* **Your goal**: Write out the items below again, substituting "nonzero winding rule" for every "even-odd rule" and changing nothing else. Leave the pictures out.

* **Supplied information**:
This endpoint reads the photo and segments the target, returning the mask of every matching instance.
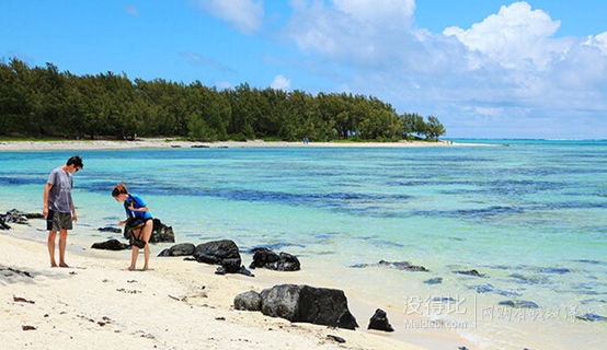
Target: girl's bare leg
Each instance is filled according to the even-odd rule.
[[[145,264],[144,264],[144,271],[147,271],[148,270],[148,262],[150,260],[150,245],[148,244],[148,242],[150,241],[150,237],[151,237],[151,232],[152,232],[152,229],[153,229],[153,221],[152,220],[148,220],[148,222],[146,222],[146,225],[144,226],[142,230],[142,240],[146,241],[146,246],[144,247],[144,257],[145,257]]]
[[[133,231],[133,235],[138,237],[140,230]],[[139,256],[139,248],[136,246],[133,246],[133,254],[130,255],[130,266],[127,270],[135,271],[135,267],[137,266],[137,257]]]

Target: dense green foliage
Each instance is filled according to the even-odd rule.
[[[0,135],[95,138],[181,136],[221,141],[255,138],[288,141],[437,139],[435,117],[399,115],[373,96],[284,92],[248,84],[217,91],[126,74],[78,77],[28,68],[19,59],[0,62]]]

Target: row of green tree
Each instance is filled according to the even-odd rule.
[[[0,135],[34,137],[181,136],[199,141],[275,138],[437,139],[435,117],[399,115],[373,96],[285,92],[248,84],[217,91],[112,72],[75,75],[56,66],[0,62]]]

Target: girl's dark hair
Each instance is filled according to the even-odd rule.
[[[112,190],[112,197],[118,197],[118,195],[128,195],[128,190],[124,184],[118,184]]]
[[[78,155],[73,155],[72,158],[70,158],[66,165],[71,165],[71,164],[73,164],[73,166],[79,168],[84,167],[84,165],[82,164],[82,159]]]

* **Answer to the problem**:
This endpoint reads the photo and segments the target, returning the mask of every matching instance.
Target: girl's bare leg
Each instance is filled according to the nonzero winding rule.
[[[145,264],[144,264],[144,271],[147,271],[148,270],[148,262],[150,260],[150,245],[148,244],[148,242],[150,241],[150,237],[151,237],[151,232],[152,232],[152,229],[153,229],[153,221],[152,220],[148,220],[148,222],[146,222],[146,225],[144,226],[142,230],[142,240],[146,241],[146,246],[144,247],[144,257],[145,257]]]
[[[133,231],[133,235],[138,237],[140,230]],[[139,256],[139,248],[136,246],[133,246],[133,254],[130,255],[130,266],[127,270],[135,271],[135,267],[137,266],[137,257]]]

Target: dense green foliage
Each instance is filled according to the nonzero winding rule.
[[[0,135],[95,138],[181,136],[221,141],[255,138],[288,141],[437,139],[435,117],[399,115],[373,96],[284,92],[248,84],[217,91],[126,74],[78,77],[28,68],[19,59],[0,62]]]

Target: row of green tree
Each instance is filled according to the nonzero winding rule.
[[[0,135],[34,137],[181,136],[199,141],[275,138],[437,139],[435,117],[399,115],[373,96],[285,92],[248,84],[217,91],[112,72],[75,75],[56,66],[0,62]]]

Target: girl's dark hair
Each instance is filled according to the nonzero winding rule.
[[[112,190],[112,197],[118,197],[118,195],[128,195],[128,190],[124,184],[118,184]]]
[[[78,155],[73,155],[72,158],[70,158],[66,165],[71,165],[71,164],[73,164],[73,166],[79,168],[84,167],[84,165],[82,164],[82,159]]]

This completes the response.